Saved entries
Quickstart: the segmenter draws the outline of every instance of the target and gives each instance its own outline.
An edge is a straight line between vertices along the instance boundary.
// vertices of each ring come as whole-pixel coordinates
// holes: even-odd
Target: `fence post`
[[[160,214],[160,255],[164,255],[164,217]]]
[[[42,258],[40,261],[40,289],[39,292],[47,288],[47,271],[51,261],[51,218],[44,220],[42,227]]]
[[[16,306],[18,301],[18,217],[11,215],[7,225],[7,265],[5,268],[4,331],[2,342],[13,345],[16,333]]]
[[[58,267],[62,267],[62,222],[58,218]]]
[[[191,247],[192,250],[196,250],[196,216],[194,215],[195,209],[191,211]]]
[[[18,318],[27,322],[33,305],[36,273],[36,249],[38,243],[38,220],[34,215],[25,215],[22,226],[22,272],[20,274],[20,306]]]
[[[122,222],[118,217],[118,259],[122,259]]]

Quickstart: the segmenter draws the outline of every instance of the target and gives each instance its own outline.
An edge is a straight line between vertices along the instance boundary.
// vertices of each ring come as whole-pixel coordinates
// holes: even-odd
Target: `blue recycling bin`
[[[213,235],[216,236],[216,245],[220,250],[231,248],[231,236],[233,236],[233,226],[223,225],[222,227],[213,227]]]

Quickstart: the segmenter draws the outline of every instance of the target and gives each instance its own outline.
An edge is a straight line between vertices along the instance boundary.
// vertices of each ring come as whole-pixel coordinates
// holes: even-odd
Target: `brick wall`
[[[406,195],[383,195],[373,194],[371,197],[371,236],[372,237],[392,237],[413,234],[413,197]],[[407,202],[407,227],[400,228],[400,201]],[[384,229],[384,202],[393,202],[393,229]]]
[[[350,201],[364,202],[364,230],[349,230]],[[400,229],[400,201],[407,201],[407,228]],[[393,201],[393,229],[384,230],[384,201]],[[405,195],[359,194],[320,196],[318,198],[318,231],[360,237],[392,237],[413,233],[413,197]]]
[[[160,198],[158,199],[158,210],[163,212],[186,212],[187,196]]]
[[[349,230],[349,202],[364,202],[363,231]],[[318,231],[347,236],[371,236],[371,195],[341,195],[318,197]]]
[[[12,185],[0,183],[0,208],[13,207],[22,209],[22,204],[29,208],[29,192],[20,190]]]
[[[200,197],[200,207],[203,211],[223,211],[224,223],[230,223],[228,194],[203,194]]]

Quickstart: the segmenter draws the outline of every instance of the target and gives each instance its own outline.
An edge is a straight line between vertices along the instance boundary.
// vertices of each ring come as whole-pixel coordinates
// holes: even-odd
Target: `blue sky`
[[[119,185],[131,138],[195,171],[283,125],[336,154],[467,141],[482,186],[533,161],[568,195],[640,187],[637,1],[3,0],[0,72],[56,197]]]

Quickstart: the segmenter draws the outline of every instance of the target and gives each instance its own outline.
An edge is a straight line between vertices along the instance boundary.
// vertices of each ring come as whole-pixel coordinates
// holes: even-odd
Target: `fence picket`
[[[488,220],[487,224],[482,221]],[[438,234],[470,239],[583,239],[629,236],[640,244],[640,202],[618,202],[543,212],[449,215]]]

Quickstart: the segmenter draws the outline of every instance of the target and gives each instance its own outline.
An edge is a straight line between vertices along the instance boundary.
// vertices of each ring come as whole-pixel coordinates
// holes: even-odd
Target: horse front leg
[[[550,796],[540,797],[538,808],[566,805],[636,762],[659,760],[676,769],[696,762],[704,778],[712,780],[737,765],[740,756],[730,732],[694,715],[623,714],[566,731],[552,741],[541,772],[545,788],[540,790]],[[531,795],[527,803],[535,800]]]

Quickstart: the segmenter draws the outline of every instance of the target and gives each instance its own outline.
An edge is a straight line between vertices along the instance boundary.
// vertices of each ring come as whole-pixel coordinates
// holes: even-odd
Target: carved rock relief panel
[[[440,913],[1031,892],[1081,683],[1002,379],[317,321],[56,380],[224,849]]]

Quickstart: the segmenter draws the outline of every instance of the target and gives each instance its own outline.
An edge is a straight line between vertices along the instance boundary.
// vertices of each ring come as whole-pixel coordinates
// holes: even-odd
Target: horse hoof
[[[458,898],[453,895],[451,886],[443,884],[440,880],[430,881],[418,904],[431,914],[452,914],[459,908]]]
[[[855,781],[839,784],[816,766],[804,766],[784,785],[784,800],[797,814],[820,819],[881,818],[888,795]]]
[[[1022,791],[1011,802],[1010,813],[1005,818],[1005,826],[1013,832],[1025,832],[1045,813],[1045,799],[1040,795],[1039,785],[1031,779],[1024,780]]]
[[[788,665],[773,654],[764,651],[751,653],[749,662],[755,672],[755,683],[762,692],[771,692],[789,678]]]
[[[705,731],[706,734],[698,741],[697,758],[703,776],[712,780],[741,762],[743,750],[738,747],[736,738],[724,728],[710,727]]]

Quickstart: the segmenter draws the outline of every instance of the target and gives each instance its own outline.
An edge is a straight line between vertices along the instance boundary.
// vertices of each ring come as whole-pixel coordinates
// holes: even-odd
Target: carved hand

> Task brief
Would you return all of the data exactly as given?

> Task response
Quickstart: the segmenter draws the outline of every instance of the target and gives each instance its own outline.
An edge is a straight line between vertices along the instance boundary.
// vertices of each ring come as whole-pixel coordinates
// holes: even-odd
Target: `fence post`
[[[160,214],[160,255],[164,255],[164,217]]]
[[[42,258],[40,261],[40,289],[39,292],[47,288],[47,271],[51,261],[51,218],[44,220],[42,227]]]
[[[16,306],[18,301],[18,217],[11,215],[7,225],[7,265],[5,268],[4,331],[2,342],[13,345],[16,333]]]
[[[58,267],[62,267],[62,222],[58,218]]]
[[[191,247],[192,250],[196,250],[196,216],[194,215],[195,209],[191,211]]]
[[[18,318],[27,322],[33,305],[36,273],[36,249],[38,243],[38,220],[34,215],[25,215],[22,226],[22,272],[20,274],[20,306]]]
[[[122,222],[118,217],[118,259],[122,259]]]

Quickstart: the segmenter draws the outline of every instance of the target and gives each instance its own outline.
An edge is a straight line between vertices along the instance boundary.
// vertices of each ring come as whole-pixel coordinates
// holes: even-odd
Target: `blue recycling bin`
[[[213,235],[216,236],[216,245],[220,250],[231,248],[231,236],[233,236],[233,226],[223,225],[222,227],[213,227]]]

Quickstart: the segmenter draws the outline of every instance of the target and gives each instance its own outline.
An edge is a straight line between vertices along the instance boundary.
// vertices of each ring come as whole-pixel coordinates
// holes: even-odd
Target: `brick wall`
[[[406,195],[383,195],[373,194],[371,197],[371,236],[372,237],[392,237],[413,234],[413,197]],[[407,202],[407,227],[400,228],[400,201]],[[384,229],[384,202],[393,202],[393,229]]]
[[[350,201],[364,202],[364,230],[349,230]],[[400,229],[400,201],[407,201],[407,228]],[[393,201],[393,229],[384,230],[384,201]],[[405,195],[359,194],[320,196],[318,198],[318,231],[360,237],[392,237],[413,233],[413,197]]]
[[[160,198],[158,199],[158,210],[163,212],[186,212],[187,196]]]
[[[349,230],[349,202],[364,202],[363,231]],[[318,231],[347,236],[371,236],[371,195],[341,195],[318,197]]]
[[[12,185],[0,183],[0,208],[13,207],[22,209],[22,204],[29,208],[29,192],[20,190]]]
[[[200,197],[200,207],[203,211],[223,211],[224,223],[230,223],[228,194],[203,194]]]

Quickstart: the segmenter draws the outline of every instance of the target and gives each instance its own outline.
An edge is a straight line between vertices along the instance boundary.
// vertices of each ring come as whole-pixel coordinates
// holes: even-odd
Target: `blue sky`
[[[119,185],[131,138],[195,171],[283,125],[336,154],[467,141],[482,186],[533,161],[568,195],[640,187],[637,1],[3,0],[0,72],[56,197]]]

Quickstart: the segmenter draws the outline of every instance of the target and gives each instance its own outline.
An edge is a straight line between vertices along the instance boundary.
// vertices of each ring come as whole-pixel coordinates
// holes: even-odd
Target: `fence picket`
[[[488,220],[487,224],[482,221]],[[438,234],[470,239],[583,239],[629,236],[640,244],[640,202],[618,202],[543,212],[449,215]]]

Quickstart: the segmenter draws the outline of every instance of the target and gives each instance its own outline.
An edge is a straight line between vertices along the instance boundary.
// vertices of each ring come as whole-pixel coordinates
// holes: even-odd
Target: horse front leg
[[[550,796],[540,797],[538,808],[566,805],[636,762],[659,760],[676,769],[696,762],[704,778],[712,780],[737,765],[740,756],[730,732],[694,715],[623,714],[566,731],[552,741],[541,772],[545,788],[540,790]],[[531,795],[527,803],[535,800]]]

Quickstart: the segmenter draws the outline of every instance of the target and gives each instance its own outline.
An edge is a straight line between vertices along the instance boundary.
// vertices of each ring come as whole-pixel coordinates
// holes: even-odd
Target: carved rock relief panel
[[[440,913],[1031,892],[1081,683],[1002,379],[317,321],[56,380],[224,849]]]

Quickstart: the segmenter draws the outline of every instance of the target and gives each instance its own outline.
An edge is a straight line between vertices along the instance boundary.
// vertices of each ring come as whole-pixel coordinates
// holes: even-odd
Target: horse hoof
[[[458,898],[453,895],[451,886],[443,884],[440,880],[430,881],[418,904],[431,914],[452,914],[459,908]]]
[[[855,781],[839,784],[816,766],[804,766],[784,785],[784,800],[797,814],[820,819],[881,818],[888,795]]]
[[[1022,791],[1011,802],[1010,813],[1005,818],[1005,826],[1013,832],[1025,832],[1045,813],[1045,799],[1040,795],[1039,785],[1031,779],[1024,780]]]
[[[788,665],[773,654],[764,651],[751,653],[749,662],[755,672],[755,683],[762,692],[771,692],[789,678]]]
[[[705,731],[706,734],[698,741],[697,758],[703,776],[712,780],[741,762],[743,750],[738,747],[736,738],[724,728],[710,727]]]

Quickstart: the segmenter draws the outline of every instance of the target and gives each instance its own outline.
An edge is a straight line between vertices along the instance boundary.
// vertices of each ring come as whole-pixel coordinates
// holes: even-odd
Target: carved hand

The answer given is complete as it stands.